** BEGIN **

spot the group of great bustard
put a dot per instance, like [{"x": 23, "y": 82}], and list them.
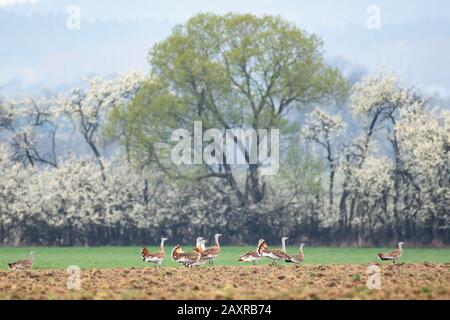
[
  {"x": 201, "y": 255},
  {"x": 198, "y": 256}
]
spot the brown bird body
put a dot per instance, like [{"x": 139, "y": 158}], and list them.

** END **

— Aim of the task —
Rewrite the material above with "spot" swapped for "locate" everywhere it appears and nothing else changed. Omit the pictures.

— Task answer —
locate the group of great bustard
put a dot per instance, like [{"x": 23, "y": 82}], and list them.
[
  {"x": 201, "y": 255},
  {"x": 198, "y": 256}
]
locate the brown bird body
put a dot per instance, like [{"x": 139, "y": 158}], and list them.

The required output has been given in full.